■ **Problem**
Write out, precisely and in full, each line of the material.

■ **Data**

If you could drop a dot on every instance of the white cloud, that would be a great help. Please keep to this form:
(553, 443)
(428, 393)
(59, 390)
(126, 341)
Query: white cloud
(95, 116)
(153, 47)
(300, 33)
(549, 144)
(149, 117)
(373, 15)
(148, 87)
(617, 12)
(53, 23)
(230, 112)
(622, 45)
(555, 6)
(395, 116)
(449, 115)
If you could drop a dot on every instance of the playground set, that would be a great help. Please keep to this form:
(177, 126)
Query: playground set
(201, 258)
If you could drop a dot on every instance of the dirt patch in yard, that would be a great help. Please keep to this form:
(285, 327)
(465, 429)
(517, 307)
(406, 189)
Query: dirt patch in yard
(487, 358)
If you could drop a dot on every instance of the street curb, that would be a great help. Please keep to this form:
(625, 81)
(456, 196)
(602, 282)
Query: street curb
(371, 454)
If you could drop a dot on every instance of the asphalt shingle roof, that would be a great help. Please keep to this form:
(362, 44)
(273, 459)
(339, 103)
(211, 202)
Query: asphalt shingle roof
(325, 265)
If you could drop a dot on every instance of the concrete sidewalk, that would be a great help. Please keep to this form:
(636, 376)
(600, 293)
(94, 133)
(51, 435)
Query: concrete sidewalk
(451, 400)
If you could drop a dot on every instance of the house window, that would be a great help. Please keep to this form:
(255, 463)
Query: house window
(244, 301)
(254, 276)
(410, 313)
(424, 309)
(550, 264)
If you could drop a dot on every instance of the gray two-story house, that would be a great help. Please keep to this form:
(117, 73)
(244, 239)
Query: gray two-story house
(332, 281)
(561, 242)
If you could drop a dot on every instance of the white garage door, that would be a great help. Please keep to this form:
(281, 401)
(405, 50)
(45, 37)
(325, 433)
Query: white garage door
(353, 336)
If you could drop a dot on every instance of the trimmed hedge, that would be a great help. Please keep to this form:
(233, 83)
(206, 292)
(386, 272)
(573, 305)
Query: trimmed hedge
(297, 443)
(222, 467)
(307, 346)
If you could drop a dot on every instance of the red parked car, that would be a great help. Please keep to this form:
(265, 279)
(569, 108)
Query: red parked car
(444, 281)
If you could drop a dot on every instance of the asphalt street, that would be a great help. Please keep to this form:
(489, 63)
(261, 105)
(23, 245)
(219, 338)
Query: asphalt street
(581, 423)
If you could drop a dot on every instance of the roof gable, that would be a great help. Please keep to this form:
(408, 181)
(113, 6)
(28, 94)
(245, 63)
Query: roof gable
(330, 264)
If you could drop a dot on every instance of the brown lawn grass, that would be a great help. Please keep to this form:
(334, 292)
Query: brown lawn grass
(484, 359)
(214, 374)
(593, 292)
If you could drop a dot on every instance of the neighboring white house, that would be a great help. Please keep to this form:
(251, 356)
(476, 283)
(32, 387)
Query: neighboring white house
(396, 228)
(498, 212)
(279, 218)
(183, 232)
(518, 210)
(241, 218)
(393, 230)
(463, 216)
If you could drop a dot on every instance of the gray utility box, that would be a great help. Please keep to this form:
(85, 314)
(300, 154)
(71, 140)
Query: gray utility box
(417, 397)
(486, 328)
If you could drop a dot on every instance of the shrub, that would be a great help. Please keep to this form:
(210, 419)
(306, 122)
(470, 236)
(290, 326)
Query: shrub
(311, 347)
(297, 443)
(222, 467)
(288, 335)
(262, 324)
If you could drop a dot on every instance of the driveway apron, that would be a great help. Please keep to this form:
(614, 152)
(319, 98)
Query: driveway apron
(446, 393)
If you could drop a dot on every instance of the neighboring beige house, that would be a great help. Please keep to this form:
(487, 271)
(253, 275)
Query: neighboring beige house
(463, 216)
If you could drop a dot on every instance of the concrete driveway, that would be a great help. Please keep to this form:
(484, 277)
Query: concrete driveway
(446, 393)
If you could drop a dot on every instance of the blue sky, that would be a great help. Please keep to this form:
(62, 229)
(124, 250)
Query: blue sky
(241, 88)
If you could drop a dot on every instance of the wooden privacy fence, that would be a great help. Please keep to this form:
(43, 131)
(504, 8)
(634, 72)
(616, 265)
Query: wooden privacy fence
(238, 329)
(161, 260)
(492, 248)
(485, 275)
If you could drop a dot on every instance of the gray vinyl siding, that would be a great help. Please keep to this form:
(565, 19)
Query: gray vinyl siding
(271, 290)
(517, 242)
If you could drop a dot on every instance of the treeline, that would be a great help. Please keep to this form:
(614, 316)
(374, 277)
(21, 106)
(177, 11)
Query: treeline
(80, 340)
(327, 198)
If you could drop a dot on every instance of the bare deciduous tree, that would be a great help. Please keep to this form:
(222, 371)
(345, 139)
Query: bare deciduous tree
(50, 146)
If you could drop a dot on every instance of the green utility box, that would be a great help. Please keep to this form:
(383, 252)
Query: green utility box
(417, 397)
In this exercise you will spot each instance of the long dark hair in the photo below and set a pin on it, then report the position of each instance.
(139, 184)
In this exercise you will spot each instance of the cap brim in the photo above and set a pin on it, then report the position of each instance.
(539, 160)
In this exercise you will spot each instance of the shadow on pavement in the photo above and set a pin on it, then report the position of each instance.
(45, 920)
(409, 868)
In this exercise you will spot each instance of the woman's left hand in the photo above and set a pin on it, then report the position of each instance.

■ **The answer**
If you could drop a dot on every instance of the white cloud, that would be a great help. Please keep to this form:
(553, 443)
(428, 393)
(59, 390)
(126, 341)
Query: white cloud
(95, 116)
(153, 47)
(300, 33)
(549, 144)
(149, 117)
(373, 15)
(148, 87)
(617, 12)
(53, 23)
(230, 112)
(622, 45)
(555, 6)
(395, 116)
(449, 115)
If you could drop a dot on every instance of the playground set, that would be a great help. Please keep to this form:
(177, 126)
Query: playground set
(201, 258)
If you could drop a dot on every instance of the dirt patch in yard, that would be a great help. Please keep to this form:
(285, 327)
(465, 429)
(517, 307)
(406, 189)
Query: dirt patch in yard
(487, 358)
If you could drop a dot on every instance of the street curb, that would be a great help. Please keep to this form:
(625, 81)
(456, 196)
(602, 282)
Query: street curb
(371, 454)
If you could drop a dot on every instance of the asphalt shingle roof, that would be a great help. Please keep to this form:
(362, 44)
(273, 459)
(339, 103)
(211, 202)
Query: asphalt shingle roof
(325, 265)
If you could drop a dot on every instance of the concrete sidewalk, that would be a great help. Please keep to this form:
(636, 376)
(600, 293)
(94, 133)
(51, 435)
Query: concrete sidewalk
(451, 400)
If you could drop a dot on every instance of the house window, that would be a great help. Please keep to this form:
(255, 463)
Query: house window
(244, 301)
(254, 276)
(410, 313)
(424, 309)
(550, 264)
If you could drop a dot on every instance of the gray two-story house, that would be a great help. Please keep to this form:
(117, 73)
(244, 239)
Query: gray two-story house
(332, 281)
(561, 242)
If you could drop a dot on every instance of the white garage door, that would be a great help. Please keep to this form:
(281, 401)
(405, 50)
(45, 37)
(325, 433)
Query: white garage door
(353, 336)
If you could drop a dot on every instance of the trimmed hedge, that would be a great help. Please keep to this form:
(233, 83)
(206, 292)
(386, 272)
(573, 305)
Query: trimmed hedge
(297, 443)
(222, 467)
(307, 346)
If you could drop a dot on every instance of the red parked car, that would be a great help. Please keep to this form:
(265, 279)
(569, 108)
Query: red parked car
(444, 281)
If you could drop a dot on every instance of the asphalt street, that would be a great help. Please keep to this form:
(489, 63)
(261, 105)
(23, 245)
(219, 338)
Query: asphalt street
(581, 423)
If you could drop a dot on every instance of the roof gable, that would be a great help. Please keep to this form:
(408, 181)
(113, 6)
(28, 94)
(245, 63)
Query: roof gable
(330, 264)
If you could drop a dot on every instance of the brown lawn grass, that would be a great help. Please keep to this form:
(334, 292)
Query: brown lawn grass
(484, 359)
(214, 374)
(593, 292)
If you could drop a dot on every instance of the neighboring white house, that would be a great help. Please keep to this form:
(251, 356)
(476, 283)
(32, 387)
Query: neighboring white house
(396, 228)
(498, 212)
(279, 218)
(183, 232)
(518, 210)
(241, 218)
(393, 230)
(463, 216)
If you could drop a dot on every instance of the gray utility box, that would be a great help. Please keep to this form:
(85, 314)
(300, 154)
(71, 140)
Query: gray utility box
(417, 397)
(486, 328)
If you could drop a dot on every instance of the shrub, that would be a great help. Please keep to this form:
(210, 419)
(306, 122)
(470, 236)
(290, 326)
Query: shrub
(311, 347)
(297, 443)
(222, 467)
(288, 335)
(262, 324)
If you could drop a dot on every instance of the driveway apron, that would be a great help. Please keep to this form:
(614, 152)
(319, 98)
Query: driveway apron
(446, 393)
If you could drop a dot on every instance of the neighboring beige house, that would be a great help. Please keep to this form:
(487, 271)
(253, 275)
Query: neighboring beige house
(463, 216)
If you could drop a dot on every instance of the concrete driveway, that would be a great help. Please keep to this form:
(484, 277)
Query: concrete driveway
(446, 393)
If you could drop a dot on every instance of the blue sky, that would be a great help. Please keep to this form:
(62, 229)
(124, 250)
Query: blue sky
(241, 88)
If you could drop a dot on every instance of the wooden privacy fence, that would be a great help. Please keep to this form:
(43, 131)
(504, 8)
(634, 72)
(616, 265)
Query: wooden privacy fence
(238, 329)
(161, 260)
(492, 248)
(485, 275)
If you could drop a dot on every instance of the gray vinyl siding, that would be a great help. Please keep to this form:
(565, 19)
Query: gray vinyl siding
(271, 290)
(517, 242)
If you could drop a dot on every instance of the treeline, that would be a great help. Please keep to this form:
(614, 316)
(374, 277)
(21, 106)
(177, 11)
Query: treeline
(80, 340)
(327, 198)
If you could drop a dot on every instance of the bare deciduous tree, that would be a great help. Please keep to this form:
(222, 371)
(345, 139)
Query: bare deciduous tree
(50, 146)
If you could drop a dot on every instance of the green utility box, that would be a great help. Please keep to this form:
(383, 252)
Query: green utility box
(417, 397)
In this exercise you will spot each instance of the long dark hair in the photo below and set a pin on it, then report the position of each instance.
(139, 184)
In this exercise you will spot each instance of the cap brim in the photo above and set a pin on it, then report the position of each instance.
(539, 160)
In this exercise you will spot each instance of the shadow on pavement in the photo above and set a pin on it, then report the position of each instance.
(45, 920)
(409, 868)
In this exercise you will spot each instance of the woman's left hand in the photo above and set a pin on it, then report the position of each instance.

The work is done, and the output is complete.